"""

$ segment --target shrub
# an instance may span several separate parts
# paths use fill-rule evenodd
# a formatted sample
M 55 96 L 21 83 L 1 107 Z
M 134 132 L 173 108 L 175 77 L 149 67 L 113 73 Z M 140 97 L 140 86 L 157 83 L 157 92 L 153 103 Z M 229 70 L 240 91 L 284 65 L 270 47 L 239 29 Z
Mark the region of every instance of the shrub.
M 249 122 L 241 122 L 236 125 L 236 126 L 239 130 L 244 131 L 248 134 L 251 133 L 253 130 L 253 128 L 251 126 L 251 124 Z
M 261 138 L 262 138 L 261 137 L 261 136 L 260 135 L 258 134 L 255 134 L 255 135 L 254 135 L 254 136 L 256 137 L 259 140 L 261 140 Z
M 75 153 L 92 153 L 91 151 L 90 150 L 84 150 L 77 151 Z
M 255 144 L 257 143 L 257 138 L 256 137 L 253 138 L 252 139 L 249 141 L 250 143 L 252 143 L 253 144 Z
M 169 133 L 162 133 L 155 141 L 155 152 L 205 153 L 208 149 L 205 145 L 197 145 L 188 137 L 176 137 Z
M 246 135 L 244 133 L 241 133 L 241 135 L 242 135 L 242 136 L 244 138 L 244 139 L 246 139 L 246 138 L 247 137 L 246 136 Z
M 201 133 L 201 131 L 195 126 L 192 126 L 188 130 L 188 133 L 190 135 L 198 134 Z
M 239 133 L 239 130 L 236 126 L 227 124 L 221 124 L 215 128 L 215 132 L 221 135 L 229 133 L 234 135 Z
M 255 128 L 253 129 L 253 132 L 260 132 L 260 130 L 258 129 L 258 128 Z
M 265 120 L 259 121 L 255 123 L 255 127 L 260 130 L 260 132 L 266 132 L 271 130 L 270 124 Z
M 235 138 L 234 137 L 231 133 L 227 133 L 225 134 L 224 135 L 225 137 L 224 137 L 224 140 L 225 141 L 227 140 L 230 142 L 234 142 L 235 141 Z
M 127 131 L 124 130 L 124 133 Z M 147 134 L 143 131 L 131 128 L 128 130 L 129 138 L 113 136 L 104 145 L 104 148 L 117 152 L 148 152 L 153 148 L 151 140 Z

"""

Short problem: Reproduce the records, requests included, beginning at the first line and stopping after the line that contains "M 169 133 L". In the answer outlines only, add 90 to every coordinate.

Solution to this problem:
$ segment --target shrub
# an instance may span several separate parts
# paths use fill-rule evenodd
# a formatted sample
M 55 96 L 21 83 L 1 107 Z
M 134 132 L 173 108 L 175 77 L 149 67 L 113 73 Z M 140 97 L 140 86 L 157 83 L 157 92 L 153 103 Z M 229 70 L 240 91 L 284 65 L 270 47 L 239 29 Z
Mark the region of every instance of the shrub.
M 339 212 L 331 212 L 326 215 L 326 216 L 329 220 L 334 221 L 338 224 L 341 223 L 343 220 L 343 218 L 341 216 L 341 214 Z
M 351 228 L 352 228 L 351 227 L 351 226 L 350 225 L 348 224 L 345 224 L 345 225 L 344 225 L 344 226 L 346 227 L 349 230 L 351 230 Z
M 165 243 L 182 243 L 181 241 L 180 240 L 174 240 L 167 241 Z
M 345 234 L 347 233 L 347 228 L 346 227 L 343 228 L 342 229 L 339 231 L 340 233 L 342 233 L 343 234 Z
M 259 223 L 252 223 L 245 231 L 245 242 L 295 243 L 298 239 L 295 235 L 287 235 L 278 227 L 266 227 Z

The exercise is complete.